# What is expected:
All records should be written out again exactly.

[Referring expression grounding data]
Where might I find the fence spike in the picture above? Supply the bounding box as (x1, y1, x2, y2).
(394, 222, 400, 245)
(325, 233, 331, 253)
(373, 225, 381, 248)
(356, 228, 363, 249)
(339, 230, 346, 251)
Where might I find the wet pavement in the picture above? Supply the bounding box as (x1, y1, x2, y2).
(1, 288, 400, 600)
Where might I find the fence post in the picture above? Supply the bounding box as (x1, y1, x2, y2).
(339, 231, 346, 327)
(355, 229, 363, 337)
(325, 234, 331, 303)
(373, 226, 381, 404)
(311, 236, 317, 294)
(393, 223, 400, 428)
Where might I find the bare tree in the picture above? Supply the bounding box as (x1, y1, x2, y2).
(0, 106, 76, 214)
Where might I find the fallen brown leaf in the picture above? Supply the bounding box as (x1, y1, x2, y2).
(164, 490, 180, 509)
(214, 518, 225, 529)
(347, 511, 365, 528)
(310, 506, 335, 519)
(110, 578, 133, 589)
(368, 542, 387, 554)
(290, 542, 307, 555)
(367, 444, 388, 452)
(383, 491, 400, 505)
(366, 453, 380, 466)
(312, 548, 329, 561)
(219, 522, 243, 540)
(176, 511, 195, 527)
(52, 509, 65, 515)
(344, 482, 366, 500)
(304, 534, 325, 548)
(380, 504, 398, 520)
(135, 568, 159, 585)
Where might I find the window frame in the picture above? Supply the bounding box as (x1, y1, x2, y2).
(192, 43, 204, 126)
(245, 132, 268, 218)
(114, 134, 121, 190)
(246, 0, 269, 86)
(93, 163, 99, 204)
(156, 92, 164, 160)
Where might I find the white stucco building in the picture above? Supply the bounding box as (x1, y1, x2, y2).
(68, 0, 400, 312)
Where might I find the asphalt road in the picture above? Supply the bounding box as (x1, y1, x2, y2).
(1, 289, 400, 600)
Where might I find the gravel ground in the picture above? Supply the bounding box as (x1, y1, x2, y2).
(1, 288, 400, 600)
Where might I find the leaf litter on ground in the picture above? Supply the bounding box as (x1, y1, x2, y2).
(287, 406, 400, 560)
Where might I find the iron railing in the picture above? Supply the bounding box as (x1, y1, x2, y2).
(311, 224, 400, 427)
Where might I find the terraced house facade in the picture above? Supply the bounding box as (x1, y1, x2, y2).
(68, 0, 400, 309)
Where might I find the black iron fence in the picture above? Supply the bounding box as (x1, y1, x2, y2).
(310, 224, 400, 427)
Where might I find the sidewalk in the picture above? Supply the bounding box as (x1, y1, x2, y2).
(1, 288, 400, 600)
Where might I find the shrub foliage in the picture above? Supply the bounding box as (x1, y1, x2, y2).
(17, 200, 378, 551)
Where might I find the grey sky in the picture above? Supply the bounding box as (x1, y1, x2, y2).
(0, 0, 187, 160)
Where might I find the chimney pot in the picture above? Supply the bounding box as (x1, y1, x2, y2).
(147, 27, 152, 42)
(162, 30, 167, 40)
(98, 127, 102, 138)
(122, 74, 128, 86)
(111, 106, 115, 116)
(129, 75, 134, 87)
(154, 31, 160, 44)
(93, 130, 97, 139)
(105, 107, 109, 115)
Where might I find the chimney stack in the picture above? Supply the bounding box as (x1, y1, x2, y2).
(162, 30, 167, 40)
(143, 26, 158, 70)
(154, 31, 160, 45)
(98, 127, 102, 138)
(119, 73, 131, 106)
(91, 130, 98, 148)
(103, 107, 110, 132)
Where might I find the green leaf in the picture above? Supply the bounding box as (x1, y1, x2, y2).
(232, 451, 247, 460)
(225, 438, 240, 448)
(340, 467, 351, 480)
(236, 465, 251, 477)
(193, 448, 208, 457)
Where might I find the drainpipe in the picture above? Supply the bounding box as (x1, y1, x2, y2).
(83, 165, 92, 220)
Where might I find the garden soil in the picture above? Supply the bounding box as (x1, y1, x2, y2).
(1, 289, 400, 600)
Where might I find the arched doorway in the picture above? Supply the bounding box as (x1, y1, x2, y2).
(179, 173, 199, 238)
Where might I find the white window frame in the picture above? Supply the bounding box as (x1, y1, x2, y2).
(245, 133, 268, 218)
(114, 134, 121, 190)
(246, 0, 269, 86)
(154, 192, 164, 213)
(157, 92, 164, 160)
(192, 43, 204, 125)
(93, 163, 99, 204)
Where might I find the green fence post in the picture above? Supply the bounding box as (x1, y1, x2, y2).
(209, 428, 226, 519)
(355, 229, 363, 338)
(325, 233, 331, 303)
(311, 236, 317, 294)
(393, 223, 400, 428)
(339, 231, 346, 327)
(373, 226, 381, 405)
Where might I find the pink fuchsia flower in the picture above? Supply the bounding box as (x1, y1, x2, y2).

# The completed task:
Where might I find the fence spike in the picture above? Supply the bounding box as (x1, y1, x2, y2).
(394, 222, 400, 245)
(325, 233, 331, 253)
(373, 225, 381, 248)
(356, 228, 363, 249)
(339, 230, 346, 251)
Where might I find the wet pavement in the picture above? Supply the bounding box as (x1, y1, x2, y2).
(1, 288, 400, 600)
Where might I find the fence post in the picture above? Supply the bounding box as (x1, y1, x2, y2).
(339, 231, 346, 327)
(355, 229, 363, 337)
(325, 234, 331, 303)
(373, 226, 381, 404)
(311, 236, 317, 294)
(393, 223, 400, 428)
Where might I find the bare tree in the picture above? Supply the bounding box as (x1, y1, x2, y2).
(0, 106, 76, 214)
Where might I find the fallen brown leaf in the picture above? Supply the bounding box as (x1, y1, x2, y2).
(164, 490, 180, 509)
(214, 518, 225, 529)
(347, 511, 365, 528)
(310, 506, 335, 519)
(110, 578, 133, 589)
(368, 542, 387, 554)
(290, 542, 307, 555)
(367, 444, 388, 452)
(383, 491, 400, 505)
(366, 453, 380, 466)
(312, 548, 329, 561)
(219, 522, 243, 540)
(176, 511, 195, 527)
(52, 509, 65, 515)
(344, 482, 366, 500)
(304, 534, 325, 548)
(380, 504, 398, 520)
(135, 568, 159, 585)
Where might I find the window frame in the picture above? Supply the bounding box as (x1, y1, x2, y2).
(192, 43, 204, 126)
(245, 132, 268, 218)
(114, 134, 121, 190)
(246, 0, 269, 86)
(93, 163, 99, 204)
(156, 92, 164, 160)
Where might I find the white stucco building in the picture above? Supply the bounding box as (x1, y1, x2, y2).
(68, 0, 400, 312)
Where might I find the asphalt road in the picture above? Supply the bounding box as (x1, y1, x2, y2).
(1, 289, 400, 600)
Where might I find the gravel ground in the picture above? Supply the bounding box as (x1, y1, x2, y2).
(1, 288, 400, 600)
Where might I find the leaf litter on ground in the picture above? Supply the bounding box as (x1, y1, x2, y2).
(287, 406, 400, 560)
Where might I find the iron railing in the picture above? Supply the bounding box as (x1, y1, x2, y2).
(311, 224, 400, 427)
Where might I find the terraced house facade in the picture above? Supply the bounding box as (x1, y1, x2, y2).
(68, 0, 400, 309)
Where might I find the black iron fence in the picture above? Supply the bounding box as (x1, y1, x2, y2).
(310, 224, 400, 427)
Where might I find the sidewalk in the picture above? Supply the bounding box as (x1, y1, x2, y2).
(1, 288, 400, 600)
Where might I find the shrub foliage in the picture above? Supply the bounding box as (x1, y1, x2, y2).
(17, 200, 378, 551)
Where might I find the grey sky in the picture above? Supply the bounding box as (x1, y1, x2, y2).
(0, 0, 187, 160)
Where might I find the chimney pot in the picture above? Supply the bounding box as (x1, y1, x2, y2).
(147, 27, 152, 42)
(162, 30, 167, 40)
(98, 127, 102, 138)
(122, 74, 128, 86)
(111, 106, 115, 116)
(129, 75, 134, 87)
(154, 31, 160, 44)
(93, 130, 97, 139)
(105, 107, 109, 115)
Where might I find the chimney stack in the picture above? Supply the bounding box as (x1, y1, x2, y2).
(162, 30, 167, 40)
(143, 26, 158, 70)
(154, 31, 160, 45)
(98, 127, 102, 138)
(119, 73, 131, 106)
(91, 130, 98, 148)
(103, 107, 110, 132)
Where might I find the green leaf in the picture above? Supply the bounding box as (x1, y1, x2, y2).
(232, 451, 247, 460)
(225, 438, 240, 448)
(340, 467, 351, 480)
(236, 465, 251, 477)
(193, 448, 208, 457)
Where might I find the drainpipe in the picture above? Supply the bounding box as (x1, y1, x2, y2).
(83, 165, 92, 220)
Where might I find the garden soil in the picture above? Supply the bounding box as (x1, y1, x2, y2).
(1, 289, 400, 600)
Where might I find the arched doorway in the picture above? Supply the bounding box as (x1, y1, x2, y2).
(179, 173, 199, 238)
Where might I find the white window frame in the picture above? Supply the bounding box as (x1, y1, x2, y2).
(245, 133, 268, 218)
(114, 134, 121, 190)
(246, 0, 269, 86)
(154, 192, 164, 213)
(157, 92, 164, 160)
(192, 43, 204, 125)
(93, 163, 99, 204)
Where might I find the green fence post in the picture above? Supply the bounding box as (x1, y1, x2, y2).
(209, 428, 226, 519)
(355, 229, 363, 338)
(325, 233, 331, 303)
(311, 236, 317, 294)
(393, 223, 400, 428)
(339, 231, 346, 327)
(373, 226, 381, 405)
Where might I find the pink fuchsia flower in the picture above? Supply the bounding box as (x1, y1, x2, y2).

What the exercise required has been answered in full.